**Requirement**
Copy out each line of the material that includes the word "below".
· · · ·
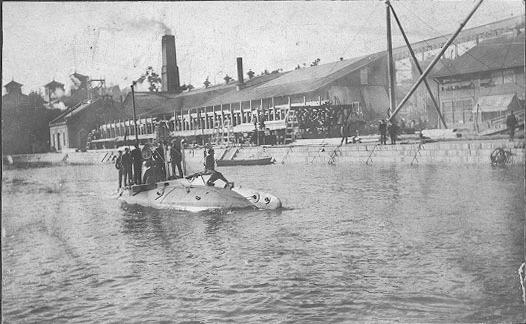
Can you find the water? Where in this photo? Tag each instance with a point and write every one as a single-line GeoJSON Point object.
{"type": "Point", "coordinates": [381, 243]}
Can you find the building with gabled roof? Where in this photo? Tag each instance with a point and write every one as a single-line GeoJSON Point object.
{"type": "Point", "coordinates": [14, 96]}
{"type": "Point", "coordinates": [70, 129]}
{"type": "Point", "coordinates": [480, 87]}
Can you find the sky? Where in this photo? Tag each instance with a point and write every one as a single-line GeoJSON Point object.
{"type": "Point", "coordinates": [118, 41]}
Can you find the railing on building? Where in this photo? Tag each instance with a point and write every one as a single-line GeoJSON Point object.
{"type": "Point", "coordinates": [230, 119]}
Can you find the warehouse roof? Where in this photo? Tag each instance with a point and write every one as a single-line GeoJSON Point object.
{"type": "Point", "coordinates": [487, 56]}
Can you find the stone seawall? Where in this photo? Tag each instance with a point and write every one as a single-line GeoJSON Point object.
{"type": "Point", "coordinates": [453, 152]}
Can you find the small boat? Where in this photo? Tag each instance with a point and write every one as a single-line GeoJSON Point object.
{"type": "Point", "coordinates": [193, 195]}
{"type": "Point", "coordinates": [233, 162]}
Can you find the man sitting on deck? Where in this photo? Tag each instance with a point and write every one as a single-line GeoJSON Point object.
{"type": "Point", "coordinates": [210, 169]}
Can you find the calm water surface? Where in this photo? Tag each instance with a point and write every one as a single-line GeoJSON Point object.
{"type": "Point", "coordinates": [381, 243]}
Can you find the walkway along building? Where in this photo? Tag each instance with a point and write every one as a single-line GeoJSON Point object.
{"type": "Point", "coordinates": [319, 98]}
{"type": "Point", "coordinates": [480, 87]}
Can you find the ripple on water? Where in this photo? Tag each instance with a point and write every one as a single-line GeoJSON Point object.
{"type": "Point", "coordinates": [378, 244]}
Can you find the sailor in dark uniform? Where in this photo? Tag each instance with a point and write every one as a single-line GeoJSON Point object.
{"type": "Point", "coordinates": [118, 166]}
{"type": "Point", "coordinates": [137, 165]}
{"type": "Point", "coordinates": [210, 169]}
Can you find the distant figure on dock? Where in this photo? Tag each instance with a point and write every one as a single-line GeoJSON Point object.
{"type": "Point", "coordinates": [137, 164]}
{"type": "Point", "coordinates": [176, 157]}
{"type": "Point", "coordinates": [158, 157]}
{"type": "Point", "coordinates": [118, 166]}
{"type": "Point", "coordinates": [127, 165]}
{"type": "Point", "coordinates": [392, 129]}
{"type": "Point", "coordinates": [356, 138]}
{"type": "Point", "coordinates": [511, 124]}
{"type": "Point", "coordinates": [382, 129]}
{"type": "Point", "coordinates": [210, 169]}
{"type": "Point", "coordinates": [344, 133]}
· · · ·
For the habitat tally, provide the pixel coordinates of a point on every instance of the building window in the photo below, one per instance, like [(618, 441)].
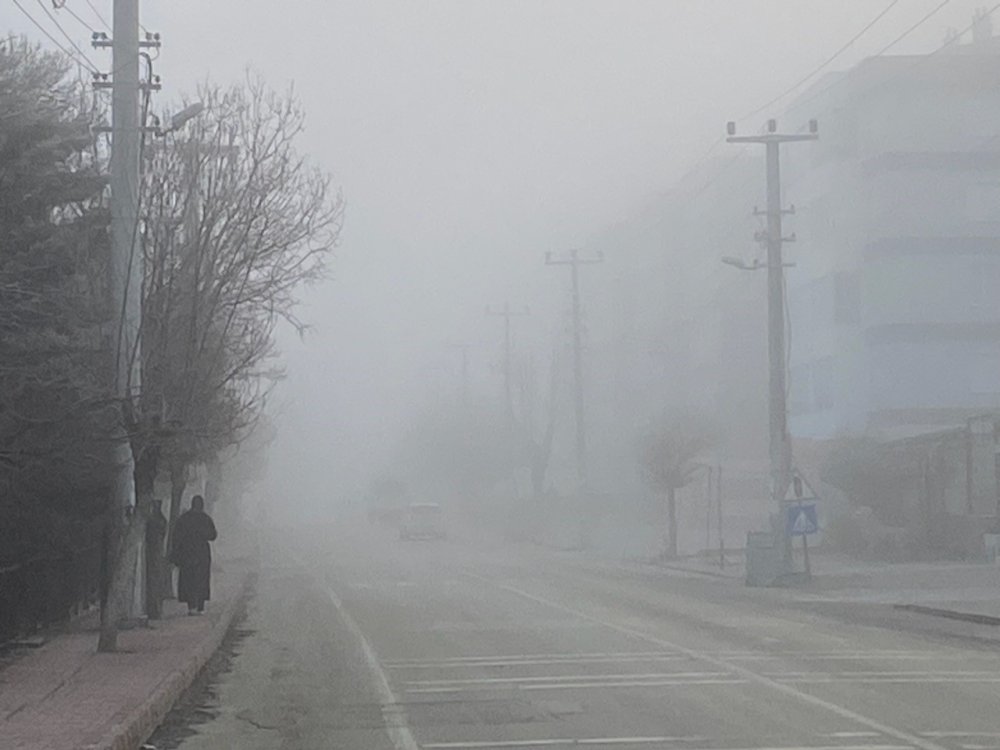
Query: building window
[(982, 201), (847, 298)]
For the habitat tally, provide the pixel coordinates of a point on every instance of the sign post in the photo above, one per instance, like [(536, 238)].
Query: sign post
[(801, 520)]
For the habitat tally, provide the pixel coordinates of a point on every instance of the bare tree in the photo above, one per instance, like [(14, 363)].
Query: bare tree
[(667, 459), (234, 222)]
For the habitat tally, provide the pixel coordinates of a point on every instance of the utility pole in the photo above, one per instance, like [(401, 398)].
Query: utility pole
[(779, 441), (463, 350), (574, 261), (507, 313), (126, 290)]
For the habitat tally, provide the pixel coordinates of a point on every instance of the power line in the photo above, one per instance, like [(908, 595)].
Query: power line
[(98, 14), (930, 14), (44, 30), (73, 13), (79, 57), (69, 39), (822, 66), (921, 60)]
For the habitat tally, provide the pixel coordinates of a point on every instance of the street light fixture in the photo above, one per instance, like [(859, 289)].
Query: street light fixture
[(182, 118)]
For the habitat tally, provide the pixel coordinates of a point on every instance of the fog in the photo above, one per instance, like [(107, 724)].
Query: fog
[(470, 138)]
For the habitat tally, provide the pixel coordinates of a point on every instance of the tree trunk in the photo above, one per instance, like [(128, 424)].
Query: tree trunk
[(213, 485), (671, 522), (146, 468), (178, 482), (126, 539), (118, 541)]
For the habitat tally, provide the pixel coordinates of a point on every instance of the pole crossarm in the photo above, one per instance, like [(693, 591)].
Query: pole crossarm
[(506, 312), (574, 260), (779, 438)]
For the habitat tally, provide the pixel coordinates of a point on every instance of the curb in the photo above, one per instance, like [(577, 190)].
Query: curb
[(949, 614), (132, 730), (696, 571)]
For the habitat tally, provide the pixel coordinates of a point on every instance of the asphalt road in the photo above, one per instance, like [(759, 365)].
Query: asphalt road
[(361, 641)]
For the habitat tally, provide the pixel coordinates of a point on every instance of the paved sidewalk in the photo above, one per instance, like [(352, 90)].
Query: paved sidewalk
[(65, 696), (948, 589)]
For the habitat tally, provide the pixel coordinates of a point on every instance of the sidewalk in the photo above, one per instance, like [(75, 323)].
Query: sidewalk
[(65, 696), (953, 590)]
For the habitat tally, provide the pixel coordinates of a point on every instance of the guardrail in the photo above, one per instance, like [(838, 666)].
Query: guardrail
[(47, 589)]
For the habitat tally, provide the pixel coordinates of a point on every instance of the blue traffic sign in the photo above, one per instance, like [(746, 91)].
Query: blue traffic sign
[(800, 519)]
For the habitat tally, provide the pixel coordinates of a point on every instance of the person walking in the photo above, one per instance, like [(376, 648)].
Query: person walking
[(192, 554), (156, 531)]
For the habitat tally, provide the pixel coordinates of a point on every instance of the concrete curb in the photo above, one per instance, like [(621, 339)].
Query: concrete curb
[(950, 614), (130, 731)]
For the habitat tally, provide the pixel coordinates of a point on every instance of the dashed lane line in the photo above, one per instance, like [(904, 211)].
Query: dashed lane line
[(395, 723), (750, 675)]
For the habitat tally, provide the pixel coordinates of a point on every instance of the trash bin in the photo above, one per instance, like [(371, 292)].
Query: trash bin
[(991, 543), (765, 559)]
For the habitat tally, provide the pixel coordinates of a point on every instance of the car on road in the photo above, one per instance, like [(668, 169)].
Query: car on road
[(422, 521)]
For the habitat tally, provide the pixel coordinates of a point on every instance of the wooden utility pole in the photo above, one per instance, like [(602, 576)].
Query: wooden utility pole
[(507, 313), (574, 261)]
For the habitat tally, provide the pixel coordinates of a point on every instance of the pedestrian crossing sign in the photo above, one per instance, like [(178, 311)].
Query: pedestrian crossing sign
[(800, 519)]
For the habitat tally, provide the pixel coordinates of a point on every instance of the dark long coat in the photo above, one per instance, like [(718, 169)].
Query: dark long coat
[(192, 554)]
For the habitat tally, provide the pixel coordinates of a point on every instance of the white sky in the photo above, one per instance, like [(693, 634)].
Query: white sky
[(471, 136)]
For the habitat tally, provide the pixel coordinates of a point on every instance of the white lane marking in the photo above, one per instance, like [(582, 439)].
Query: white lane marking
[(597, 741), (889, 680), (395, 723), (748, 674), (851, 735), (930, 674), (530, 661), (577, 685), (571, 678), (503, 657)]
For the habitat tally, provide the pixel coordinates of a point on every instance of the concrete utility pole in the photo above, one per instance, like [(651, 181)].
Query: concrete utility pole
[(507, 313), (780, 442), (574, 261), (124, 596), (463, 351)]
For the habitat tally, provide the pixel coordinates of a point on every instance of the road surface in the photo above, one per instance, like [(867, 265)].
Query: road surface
· · · ·
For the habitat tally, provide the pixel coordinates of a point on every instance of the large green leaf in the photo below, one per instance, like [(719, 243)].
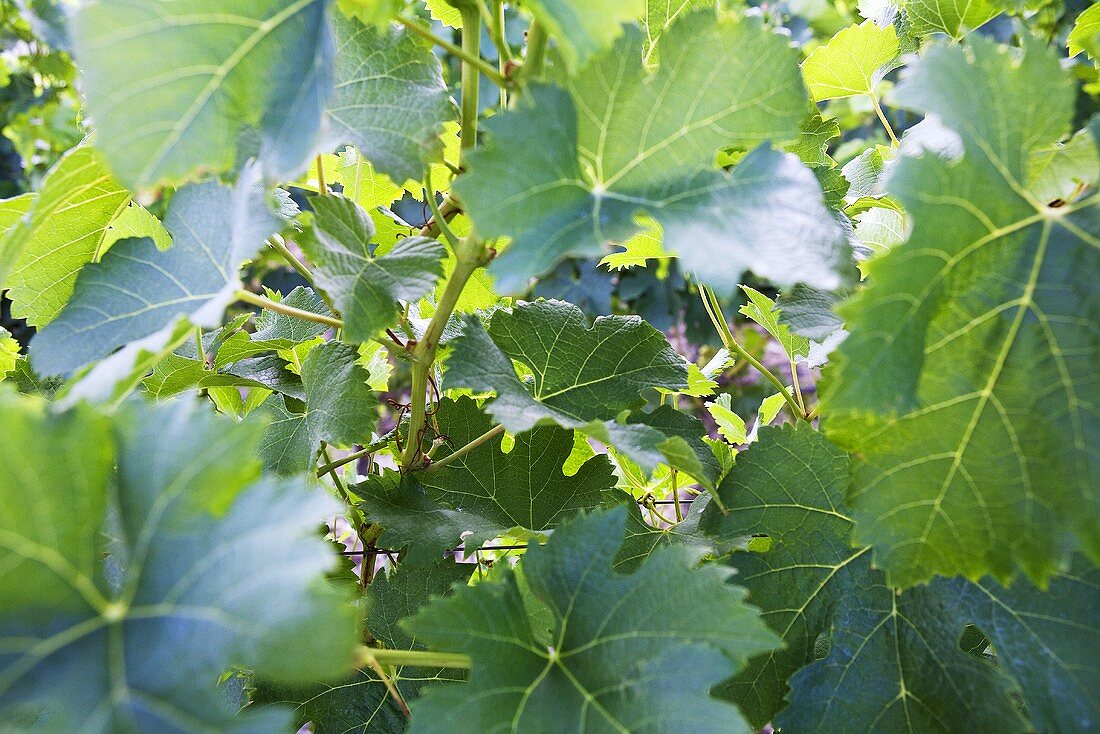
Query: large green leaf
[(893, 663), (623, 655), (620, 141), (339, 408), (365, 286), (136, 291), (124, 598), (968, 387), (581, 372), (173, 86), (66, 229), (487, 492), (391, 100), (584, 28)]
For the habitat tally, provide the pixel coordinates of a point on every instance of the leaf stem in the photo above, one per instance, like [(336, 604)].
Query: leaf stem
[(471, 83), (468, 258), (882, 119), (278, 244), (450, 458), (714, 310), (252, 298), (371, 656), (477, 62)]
· · · ·
**Answer to the exercise**
For the habitat tally, provide the pixel coordinates of a point on every instance of the building window in the photo below, one per instance, like [(618, 441)].
For the habitat tally, provide the pixel coordinates of a point on every instance of the large green leaf in the photo below, one per instance, like [(719, 243)].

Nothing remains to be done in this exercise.